(Directive)
Extract, verbatim, all lines starting at the one containing "Target: electrical outlet" and ending with the final line of the listing, and no others.

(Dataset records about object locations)
------------

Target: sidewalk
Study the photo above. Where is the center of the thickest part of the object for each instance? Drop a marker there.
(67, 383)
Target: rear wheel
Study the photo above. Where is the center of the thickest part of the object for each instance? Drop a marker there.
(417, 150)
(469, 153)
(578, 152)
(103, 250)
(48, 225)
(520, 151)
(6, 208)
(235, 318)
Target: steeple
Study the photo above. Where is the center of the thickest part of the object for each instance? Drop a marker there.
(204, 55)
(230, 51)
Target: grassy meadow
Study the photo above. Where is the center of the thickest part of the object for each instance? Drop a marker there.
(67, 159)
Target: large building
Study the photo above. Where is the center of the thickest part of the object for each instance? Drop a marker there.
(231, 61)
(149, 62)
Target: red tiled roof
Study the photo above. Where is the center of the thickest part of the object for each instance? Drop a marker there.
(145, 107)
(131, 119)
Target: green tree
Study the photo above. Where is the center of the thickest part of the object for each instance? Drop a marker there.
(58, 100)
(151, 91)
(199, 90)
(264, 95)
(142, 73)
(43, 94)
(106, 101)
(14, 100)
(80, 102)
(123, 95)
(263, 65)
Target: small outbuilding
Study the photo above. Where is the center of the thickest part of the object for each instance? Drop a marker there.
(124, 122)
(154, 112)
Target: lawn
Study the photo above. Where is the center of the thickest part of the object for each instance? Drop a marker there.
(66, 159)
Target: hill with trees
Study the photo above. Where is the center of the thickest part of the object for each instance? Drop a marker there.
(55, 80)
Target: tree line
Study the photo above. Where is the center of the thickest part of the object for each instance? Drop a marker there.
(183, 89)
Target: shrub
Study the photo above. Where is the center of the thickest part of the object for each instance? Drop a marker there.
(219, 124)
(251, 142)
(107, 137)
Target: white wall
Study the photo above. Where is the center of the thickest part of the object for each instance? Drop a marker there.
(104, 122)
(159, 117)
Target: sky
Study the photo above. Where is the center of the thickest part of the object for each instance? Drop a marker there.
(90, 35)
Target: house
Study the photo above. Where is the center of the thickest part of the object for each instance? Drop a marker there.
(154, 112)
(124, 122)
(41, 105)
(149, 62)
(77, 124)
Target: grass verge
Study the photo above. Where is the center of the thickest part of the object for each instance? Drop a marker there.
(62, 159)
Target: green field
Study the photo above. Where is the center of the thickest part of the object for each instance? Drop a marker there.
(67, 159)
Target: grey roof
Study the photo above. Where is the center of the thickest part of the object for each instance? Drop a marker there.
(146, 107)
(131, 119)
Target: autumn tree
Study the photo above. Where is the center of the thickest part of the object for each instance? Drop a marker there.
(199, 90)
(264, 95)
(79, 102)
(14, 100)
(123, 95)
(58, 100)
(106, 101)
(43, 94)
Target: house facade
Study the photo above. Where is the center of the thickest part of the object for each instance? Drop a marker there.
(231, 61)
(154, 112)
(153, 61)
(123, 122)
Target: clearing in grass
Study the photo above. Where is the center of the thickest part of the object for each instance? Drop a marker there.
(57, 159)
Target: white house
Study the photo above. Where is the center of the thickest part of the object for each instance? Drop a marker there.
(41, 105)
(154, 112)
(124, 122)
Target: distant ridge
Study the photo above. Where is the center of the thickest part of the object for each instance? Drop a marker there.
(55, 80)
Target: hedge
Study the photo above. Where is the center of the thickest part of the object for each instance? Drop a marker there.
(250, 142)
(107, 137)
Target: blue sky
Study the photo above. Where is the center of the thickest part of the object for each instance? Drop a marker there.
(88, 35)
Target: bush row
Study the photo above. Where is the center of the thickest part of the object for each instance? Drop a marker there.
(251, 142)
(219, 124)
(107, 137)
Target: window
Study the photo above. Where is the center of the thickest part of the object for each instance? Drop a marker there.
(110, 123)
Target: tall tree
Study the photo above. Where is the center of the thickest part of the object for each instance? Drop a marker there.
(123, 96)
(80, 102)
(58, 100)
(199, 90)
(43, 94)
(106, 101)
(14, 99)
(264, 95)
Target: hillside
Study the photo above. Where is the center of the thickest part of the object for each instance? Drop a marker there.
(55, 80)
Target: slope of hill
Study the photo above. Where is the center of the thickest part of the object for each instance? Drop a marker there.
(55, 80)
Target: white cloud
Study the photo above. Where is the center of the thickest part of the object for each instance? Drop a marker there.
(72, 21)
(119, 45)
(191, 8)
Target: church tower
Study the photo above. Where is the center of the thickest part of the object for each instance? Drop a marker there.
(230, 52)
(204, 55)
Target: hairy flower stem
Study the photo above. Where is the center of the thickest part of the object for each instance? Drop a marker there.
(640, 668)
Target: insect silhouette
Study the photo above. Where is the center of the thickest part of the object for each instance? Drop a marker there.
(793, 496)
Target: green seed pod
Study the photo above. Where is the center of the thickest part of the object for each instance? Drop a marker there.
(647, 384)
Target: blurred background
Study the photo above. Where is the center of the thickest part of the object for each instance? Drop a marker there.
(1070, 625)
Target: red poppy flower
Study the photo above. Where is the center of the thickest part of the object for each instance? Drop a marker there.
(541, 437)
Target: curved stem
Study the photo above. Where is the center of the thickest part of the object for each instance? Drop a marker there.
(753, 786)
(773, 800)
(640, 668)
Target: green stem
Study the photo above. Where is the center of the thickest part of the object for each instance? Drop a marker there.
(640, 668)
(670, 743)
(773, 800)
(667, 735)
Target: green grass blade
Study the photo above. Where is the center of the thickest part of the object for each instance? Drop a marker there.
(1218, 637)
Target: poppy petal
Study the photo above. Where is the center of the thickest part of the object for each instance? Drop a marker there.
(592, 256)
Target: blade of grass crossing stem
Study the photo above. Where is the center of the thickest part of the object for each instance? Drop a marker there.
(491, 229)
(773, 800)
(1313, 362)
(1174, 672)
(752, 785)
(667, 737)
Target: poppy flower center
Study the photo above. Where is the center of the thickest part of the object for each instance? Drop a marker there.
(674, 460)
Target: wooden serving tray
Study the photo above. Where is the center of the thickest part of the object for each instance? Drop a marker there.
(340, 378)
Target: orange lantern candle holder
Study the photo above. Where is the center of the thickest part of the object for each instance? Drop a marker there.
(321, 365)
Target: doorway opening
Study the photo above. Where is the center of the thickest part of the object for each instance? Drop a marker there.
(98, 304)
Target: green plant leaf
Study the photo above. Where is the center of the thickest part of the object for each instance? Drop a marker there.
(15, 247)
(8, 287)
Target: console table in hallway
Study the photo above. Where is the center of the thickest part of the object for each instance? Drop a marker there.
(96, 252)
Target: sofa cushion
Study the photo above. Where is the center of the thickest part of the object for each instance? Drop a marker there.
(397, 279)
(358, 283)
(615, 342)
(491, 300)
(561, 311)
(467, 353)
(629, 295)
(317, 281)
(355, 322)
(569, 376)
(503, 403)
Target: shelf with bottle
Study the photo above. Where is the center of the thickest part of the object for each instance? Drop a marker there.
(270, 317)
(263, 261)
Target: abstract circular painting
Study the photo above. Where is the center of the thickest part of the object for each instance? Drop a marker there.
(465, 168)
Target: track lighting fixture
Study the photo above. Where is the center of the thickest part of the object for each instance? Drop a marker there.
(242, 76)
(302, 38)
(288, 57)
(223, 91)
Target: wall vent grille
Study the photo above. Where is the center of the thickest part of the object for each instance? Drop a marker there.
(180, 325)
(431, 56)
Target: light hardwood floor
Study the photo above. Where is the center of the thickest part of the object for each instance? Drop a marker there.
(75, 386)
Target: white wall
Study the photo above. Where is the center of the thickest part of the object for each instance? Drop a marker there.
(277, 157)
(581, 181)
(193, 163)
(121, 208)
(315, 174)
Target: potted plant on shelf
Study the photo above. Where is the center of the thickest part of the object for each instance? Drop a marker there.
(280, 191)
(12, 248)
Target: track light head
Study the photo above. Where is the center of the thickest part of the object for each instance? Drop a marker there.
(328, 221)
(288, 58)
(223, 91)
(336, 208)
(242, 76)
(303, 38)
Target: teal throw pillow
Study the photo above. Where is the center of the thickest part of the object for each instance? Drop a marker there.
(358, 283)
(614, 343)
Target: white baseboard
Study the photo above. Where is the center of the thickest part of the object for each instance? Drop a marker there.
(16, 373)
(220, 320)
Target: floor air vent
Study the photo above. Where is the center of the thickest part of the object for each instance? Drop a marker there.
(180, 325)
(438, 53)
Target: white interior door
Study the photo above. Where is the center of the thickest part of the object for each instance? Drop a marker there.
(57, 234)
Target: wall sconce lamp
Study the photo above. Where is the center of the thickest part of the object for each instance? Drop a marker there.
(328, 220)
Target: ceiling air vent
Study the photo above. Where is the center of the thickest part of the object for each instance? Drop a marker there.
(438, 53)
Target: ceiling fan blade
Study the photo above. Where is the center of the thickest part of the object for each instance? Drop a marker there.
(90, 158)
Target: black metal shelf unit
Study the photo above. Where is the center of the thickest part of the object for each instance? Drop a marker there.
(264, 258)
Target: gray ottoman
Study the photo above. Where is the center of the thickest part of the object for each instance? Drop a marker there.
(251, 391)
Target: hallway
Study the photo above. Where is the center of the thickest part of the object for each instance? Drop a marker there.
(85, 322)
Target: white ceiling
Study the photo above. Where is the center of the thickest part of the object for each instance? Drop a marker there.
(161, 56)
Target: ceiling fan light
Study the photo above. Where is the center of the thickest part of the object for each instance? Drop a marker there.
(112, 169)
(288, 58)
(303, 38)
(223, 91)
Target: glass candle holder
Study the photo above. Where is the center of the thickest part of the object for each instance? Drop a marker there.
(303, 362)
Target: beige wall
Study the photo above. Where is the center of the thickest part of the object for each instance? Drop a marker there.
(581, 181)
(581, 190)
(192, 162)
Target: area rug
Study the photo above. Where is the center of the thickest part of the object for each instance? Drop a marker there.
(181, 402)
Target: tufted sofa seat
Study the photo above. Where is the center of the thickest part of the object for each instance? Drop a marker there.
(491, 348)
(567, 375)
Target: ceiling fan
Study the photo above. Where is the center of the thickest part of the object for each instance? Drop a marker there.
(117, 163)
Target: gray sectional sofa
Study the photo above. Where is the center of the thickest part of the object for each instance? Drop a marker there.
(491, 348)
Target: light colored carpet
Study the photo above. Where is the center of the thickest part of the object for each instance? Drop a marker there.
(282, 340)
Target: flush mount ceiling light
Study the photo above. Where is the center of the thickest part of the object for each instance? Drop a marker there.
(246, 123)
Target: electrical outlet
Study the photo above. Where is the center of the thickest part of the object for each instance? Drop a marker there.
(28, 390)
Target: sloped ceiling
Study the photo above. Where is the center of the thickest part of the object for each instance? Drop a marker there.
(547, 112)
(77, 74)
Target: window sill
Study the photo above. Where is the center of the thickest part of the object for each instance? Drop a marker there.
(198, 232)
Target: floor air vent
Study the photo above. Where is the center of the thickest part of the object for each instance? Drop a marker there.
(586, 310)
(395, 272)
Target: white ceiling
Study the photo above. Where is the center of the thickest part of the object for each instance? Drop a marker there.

------------

(Exercise solution)
Target: electrical outlet
Study the photo above. Where is the center of the thickest part of the object for each instance? Drop a marker there.
(28, 390)
Target: sloped ceiling
Study the photo above. Where is the center of the thickest part of the object for each instance? Drop a marker there.
(547, 112)
(77, 74)
Target: window sill
Study the photo above. Where is the center of the thickest part of the object for each instance? Drop a marker there.
(198, 232)
Target: floor air vent
Study the photo above. Where is the center of the thickest part of the object for each instance? Drop a marker there.
(586, 310)
(395, 272)
Target: white ceiling
Study the photo above. Where is the center of the thickest part of the object for each instance? Drop a marker there.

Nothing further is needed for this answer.